Stored items.

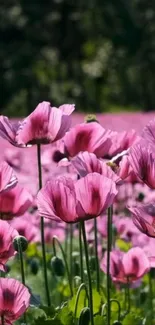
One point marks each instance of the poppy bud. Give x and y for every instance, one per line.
x=152, y=272
x=20, y=242
x=34, y=266
x=77, y=281
x=57, y=266
x=76, y=268
x=93, y=263
x=91, y=118
x=84, y=316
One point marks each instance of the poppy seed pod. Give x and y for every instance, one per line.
x=20, y=242
x=84, y=318
x=91, y=118
x=57, y=266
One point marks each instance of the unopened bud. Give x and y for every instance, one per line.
x=20, y=242
x=57, y=266
x=91, y=118
x=84, y=318
x=34, y=265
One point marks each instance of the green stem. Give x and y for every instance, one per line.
x=127, y=298
x=81, y=252
x=66, y=239
x=109, y=242
x=22, y=270
x=88, y=273
x=42, y=230
x=2, y=320
x=54, y=240
x=96, y=257
x=82, y=286
x=71, y=250
x=150, y=297
x=119, y=307
x=21, y=262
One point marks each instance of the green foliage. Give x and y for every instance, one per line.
x=83, y=301
x=98, y=54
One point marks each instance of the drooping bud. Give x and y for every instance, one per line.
x=34, y=265
x=93, y=263
x=91, y=118
x=84, y=318
x=20, y=242
x=57, y=266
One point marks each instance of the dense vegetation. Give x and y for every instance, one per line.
x=97, y=53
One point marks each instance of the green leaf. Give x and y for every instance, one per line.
x=122, y=245
x=83, y=301
x=65, y=316
x=34, y=314
x=50, y=311
x=132, y=319
x=32, y=250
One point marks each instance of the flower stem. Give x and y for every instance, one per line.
x=71, y=250
x=96, y=257
x=81, y=252
x=2, y=320
x=22, y=270
x=54, y=240
x=109, y=242
x=150, y=296
x=42, y=229
x=88, y=273
x=128, y=297
x=21, y=262
x=81, y=287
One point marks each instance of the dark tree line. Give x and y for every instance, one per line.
x=97, y=53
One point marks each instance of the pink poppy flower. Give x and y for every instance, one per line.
x=126, y=229
x=127, y=267
x=142, y=162
x=14, y=157
x=14, y=203
x=144, y=218
x=7, y=178
x=14, y=299
x=26, y=228
x=122, y=141
x=91, y=137
x=64, y=199
x=45, y=124
x=86, y=163
x=7, y=234
x=95, y=193
x=9, y=130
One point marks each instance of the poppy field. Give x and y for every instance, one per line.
x=77, y=220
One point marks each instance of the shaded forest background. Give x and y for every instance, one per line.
x=99, y=54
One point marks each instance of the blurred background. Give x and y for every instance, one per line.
x=99, y=54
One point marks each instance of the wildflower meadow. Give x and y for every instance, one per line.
x=77, y=220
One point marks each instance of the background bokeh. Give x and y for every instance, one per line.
x=99, y=54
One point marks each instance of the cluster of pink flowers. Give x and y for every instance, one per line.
x=86, y=170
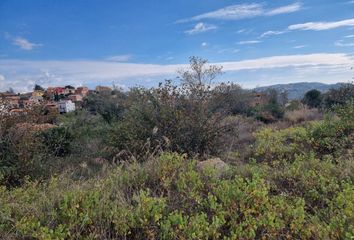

YOUR OBJECTIVE. The answer must be an exact copy of the lines from the one containing "One point marks each instance of the green stem." through the last line of the records, with no pictures included.

TASK RESPONSE.
One point marks each instance of the green stem. Give x and y for every instance, one per line.
x=127, y=298
x=81, y=252
x=66, y=239
x=109, y=242
x=22, y=270
x=88, y=273
x=42, y=230
x=2, y=320
x=54, y=240
x=96, y=257
x=82, y=286
x=71, y=250
x=150, y=297
x=119, y=307
x=21, y=262
One point marks each instance of the green foliage. Give x and y for every instance, one per line.
x=83, y=301
x=98, y=54
One point marks each instance of the drooping bud. Give x and y for every instance, one per line.
x=34, y=265
x=93, y=263
x=91, y=118
x=84, y=318
x=20, y=242
x=57, y=266
One point marks each instance of the dense vegetation. Give x and y for every instance, one per line.
x=97, y=53
One point marks each instance of the green leaf. Give x and y for every instance, one per line.
x=122, y=245
x=83, y=301
x=65, y=316
x=34, y=314
x=50, y=311
x=132, y=319
x=32, y=250
One point marks each instance of the flower stem. Give x and y for every instance, one per line.
x=71, y=250
x=96, y=257
x=81, y=252
x=2, y=320
x=22, y=270
x=54, y=240
x=109, y=242
x=150, y=296
x=42, y=229
x=88, y=273
x=128, y=297
x=21, y=262
x=81, y=287
One point marks each instance of the dark tree line. Give x and y for every instance, one per line.
x=97, y=53
One point marks each instance of the pink poppy flower. Give x and y for every instance, one per line.
x=126, y=229
x=127, y=267
x=142, y=162
x=14, y=157
x=14, y=203
x=144, y=218
x=7, y=178
x=14, y=299
x=26, y=228
x=122, y=141
x=91, y=137
x=64, y=199
x=45, y=124
x=86, y=163
x=7, y=234
x=95, y=193
x=9, y=130
One point marks each instance of the poppy field. Give x and y for every instance, one per line.
x=77, y=220
One point marks each instance of the shaded forest background. Give x and y for every instance, one per line.
x=99, y=54
One point marks each instance of the blurred background. Give x and y for every instance, one per line.
x=99, y=54
One point marks each instance of the wildflower meadow. Give x and y for every instance, one per line.
x=77, y=220
One point marks each instance of the background bokeh. Give x and y for every instance, one per line.
x=99, y=54
One point marks each instance of the cluster of pink flowers. Give x and y for every instance, one per line.
x=86, y=170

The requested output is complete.